The data must be written out once more, precisely as given.

MATERIAL TO PROCESS —
=-=-=-=-=

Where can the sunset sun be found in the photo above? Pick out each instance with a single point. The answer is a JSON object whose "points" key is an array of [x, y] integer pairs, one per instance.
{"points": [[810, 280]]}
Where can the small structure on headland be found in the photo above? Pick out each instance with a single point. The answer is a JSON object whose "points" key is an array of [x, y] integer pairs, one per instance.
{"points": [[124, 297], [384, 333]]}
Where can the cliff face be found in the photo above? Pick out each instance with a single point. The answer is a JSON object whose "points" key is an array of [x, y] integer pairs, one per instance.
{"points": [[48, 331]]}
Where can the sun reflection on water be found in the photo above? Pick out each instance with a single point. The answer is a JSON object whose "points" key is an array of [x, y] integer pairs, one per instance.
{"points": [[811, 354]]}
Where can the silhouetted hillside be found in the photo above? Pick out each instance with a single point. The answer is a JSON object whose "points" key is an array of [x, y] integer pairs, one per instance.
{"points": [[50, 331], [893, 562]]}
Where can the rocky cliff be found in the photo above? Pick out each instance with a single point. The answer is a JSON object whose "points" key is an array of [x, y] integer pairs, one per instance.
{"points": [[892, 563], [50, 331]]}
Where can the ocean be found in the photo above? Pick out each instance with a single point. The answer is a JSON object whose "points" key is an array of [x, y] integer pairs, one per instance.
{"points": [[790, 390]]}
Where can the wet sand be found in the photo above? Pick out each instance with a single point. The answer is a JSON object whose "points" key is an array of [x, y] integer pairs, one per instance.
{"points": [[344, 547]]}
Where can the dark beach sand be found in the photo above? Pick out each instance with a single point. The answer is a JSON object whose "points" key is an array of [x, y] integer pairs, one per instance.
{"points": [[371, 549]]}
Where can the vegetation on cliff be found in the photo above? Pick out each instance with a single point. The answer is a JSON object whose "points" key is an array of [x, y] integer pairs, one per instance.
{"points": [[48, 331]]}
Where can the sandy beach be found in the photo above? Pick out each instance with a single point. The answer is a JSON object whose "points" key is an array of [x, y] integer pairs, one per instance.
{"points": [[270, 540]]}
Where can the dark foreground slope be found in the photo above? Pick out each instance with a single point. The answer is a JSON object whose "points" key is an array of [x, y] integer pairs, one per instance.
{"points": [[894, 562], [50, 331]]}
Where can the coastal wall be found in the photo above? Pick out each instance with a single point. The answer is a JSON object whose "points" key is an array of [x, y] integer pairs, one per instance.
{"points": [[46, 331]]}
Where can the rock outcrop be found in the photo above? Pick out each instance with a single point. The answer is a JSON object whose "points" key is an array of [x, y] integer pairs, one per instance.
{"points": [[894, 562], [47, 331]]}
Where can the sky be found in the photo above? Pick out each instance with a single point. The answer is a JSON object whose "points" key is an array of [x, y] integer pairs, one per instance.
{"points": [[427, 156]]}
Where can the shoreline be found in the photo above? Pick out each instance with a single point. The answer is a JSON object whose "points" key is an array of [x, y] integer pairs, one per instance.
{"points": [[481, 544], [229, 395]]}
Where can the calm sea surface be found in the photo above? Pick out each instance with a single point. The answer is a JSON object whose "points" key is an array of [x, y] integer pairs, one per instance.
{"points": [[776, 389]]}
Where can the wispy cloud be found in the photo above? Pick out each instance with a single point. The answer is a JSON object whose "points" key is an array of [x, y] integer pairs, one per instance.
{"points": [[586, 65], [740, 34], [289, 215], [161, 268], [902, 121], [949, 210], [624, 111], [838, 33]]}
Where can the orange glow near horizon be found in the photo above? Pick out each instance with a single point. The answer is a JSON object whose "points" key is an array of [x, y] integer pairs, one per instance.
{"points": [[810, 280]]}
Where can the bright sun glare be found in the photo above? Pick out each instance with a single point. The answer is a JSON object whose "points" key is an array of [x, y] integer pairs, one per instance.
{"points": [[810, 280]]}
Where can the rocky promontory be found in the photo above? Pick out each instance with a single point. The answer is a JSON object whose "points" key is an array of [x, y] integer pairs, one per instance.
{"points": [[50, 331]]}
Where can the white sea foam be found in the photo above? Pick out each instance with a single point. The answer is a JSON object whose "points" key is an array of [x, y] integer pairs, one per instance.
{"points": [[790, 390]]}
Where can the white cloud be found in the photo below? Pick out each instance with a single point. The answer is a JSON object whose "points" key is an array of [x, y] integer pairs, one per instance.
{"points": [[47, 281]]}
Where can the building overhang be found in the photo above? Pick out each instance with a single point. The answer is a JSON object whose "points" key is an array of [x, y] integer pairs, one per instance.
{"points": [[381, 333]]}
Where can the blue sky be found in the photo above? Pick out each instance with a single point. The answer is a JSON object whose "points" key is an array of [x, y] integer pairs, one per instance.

=-=-=-=-=

WRITTEN ANSWER —
Where can the sunset sun be found in the photo above? Pick out each instance with a single point. The answer is a JSON object whose "points" key is an array of [x, y] integer pairs, one per instance.
{"points": [[810, 280]]}
Where can the small structure on headland be found in the photo above? Pick out each instance with a single point. The answer is a JSON object whose "points" key is an array of [x, y] integer pairs, one per instance.
{"points": [[124, 297], [384, 333]]}
Where can the cliff face be found in the photo above? Pick out each instance with a single point. The answer is a JSON object whose "points" key is an array of [x, y] integer pairs, one per instance.
{"points": [[48, 331]]}
Where can the sun reflection on water be found in the photo above? Pick out each instance with a single point. The answer is a JSON object whose "points" key is an array of [x, y] integer pairs, one per instance.
{"points": [[811, 354]]}
Where can the silhouetted hillside be found in the photo above? Pick out each instance with a single point. The answer is a JSON object whose "points" key is an array of [x, y] integer pairs, one per instance.
{"points": [[50, 331], [893, 562]]}
Where can the rocky cliff be found in the photo above? Pick out each instance with a single point. The answer is a JSON object whose "points" key is an array of [x, y] integer pairs, one per instance.
{"points": [[892, 563], [50, 331]]}
Where can the ocean be found in the photo above? Pick out each instance with a single point. The answer is a JSON object whose "points" key is an array of [x, y] integer pairs, one per instance.
{"points": [[790, 390]]}
Where can the wet sand be found in the photo above? Pick out each instance with a single point. The answer is a JSON object whose "points" key is an array of [x, y] integer pairs, one per instance.
{"points": [[344, 547]]}
Where can the dark beach sand be found in the photo above? Pick out each instance with a single point. The answer is a JSON object whose "points" key is an array of [x, y] integer pairs, one per instance.
{"points": [[371, 549]]}
Where can the vegetation on cliff be found in the photo above? Pick out each instance with a single point. The answer is a JSON object whose "points" key is an array of [x, y] integer pairs, one per instance.
{"points": [[48, 331]]}
Where can the sandy beach be found in the photo above? Pick out each instance with a single point. The answer is a JSON object whose "points" key is an array of [x, y] integer pairs, one per instance.
{"points": [[270, 540]]}
Where can the dark foreground slope be found in the photo above? Pick out each instance with a single point. The answer is a JSON object whose "points" key is an array of [x, y] integer pairs, one per instance.
{"points": [[894, 562], [50, 331]]}
Where can the coastal wall be found in the photo above? Pick out each instance with a single point. The answer is a JSON object whose "points" key is an array of [x, y] integer pairs, one per instance.
{"points": [[46, 331]]}
Where can the rock outcrop be found in the photo above? Pick out each instance with a single point. The answer is a JSON object whose "points" key is an array of [x, y] integer pairs, one per instance.
{"points": [[894, 562], [47, 331]]}
Where can the sky be found in the photo above? Pick out each instance with a single point. The answer is a JSON object whose "points" key is an array of [x, y] integer pairs, one per instance.
{"points": [[427, 156]]}
Where can the shoreline be found in the photo above? Pick out each instance with a single point. The answer is a JSON object whose "points" key is an array of [x, y] integer pairs, one per instance.
{"points": [[481, 544], [229, 395]]}
Where can the calm sea surface be found in the photo above? Pick out each instance with a single point. The answer is a JSON object whose "points" key is an array of [x, y] integer pairs, one per instance.
{"points": [[776, 389]]}
Where can the wispy cloud be found in the photo above? Pick out each instance with a single point. The answer is a JSON object whose "points" key is an array of [x, y] integer pairs, one per instance.
{"points": [[586, 65], [740, 34], [289, 215], [161, 268], [902, 121], [949, 210], [624, 111], [838, 33]]}
Where can the orange glow near horizon be found in the photo above? Pick out each instance with a single point. The answer is a JSON object whose "points" key is an array of [x, y] integer pairs, one per instance.
{"points": [[810, 280]]}
Where can the bright sun glare be found in the photo above? Pick out each instance with a single point. The answer is a JSON object whose "points" key is an array of [x, y] integer pairs, one per instance.
{"points": [[810, 280]]}
Where can the rocky promontory be found in the photo above? Pick out each instance with a single point. The answer is a JSON object whose "points" key is an array of [x, y] integer pairs, one per instance.
{"points": [[50, 331]]}
Where can the white sea foam be found in the photo above? Pick out each instance with a single point. The answer is a JSON object whose "points" key is an array of [x, y] integer pairs, one per instance.
{"points": [[790, 390]]}
Where can the white cloud be found in the photo below? Pick out each instance with a single point. The answer is a JSON object whose "points" key is an array of [x, y] integer pairs, one per instance.
{"points": [[47, 281]]}
Where can the building overhang be found in the photo above? Pick out each instance with a single point. The answer is a JSON object whose "points" key is an array of [x, y] integer pairs, one per instance.
{"points": [[381, 333]]}
Where can the blue sky be found in the photo above? Pick out each instance with a single point. The answer is a JSON object whose "points" key is an array of [x, y] integer pairs, one per instance.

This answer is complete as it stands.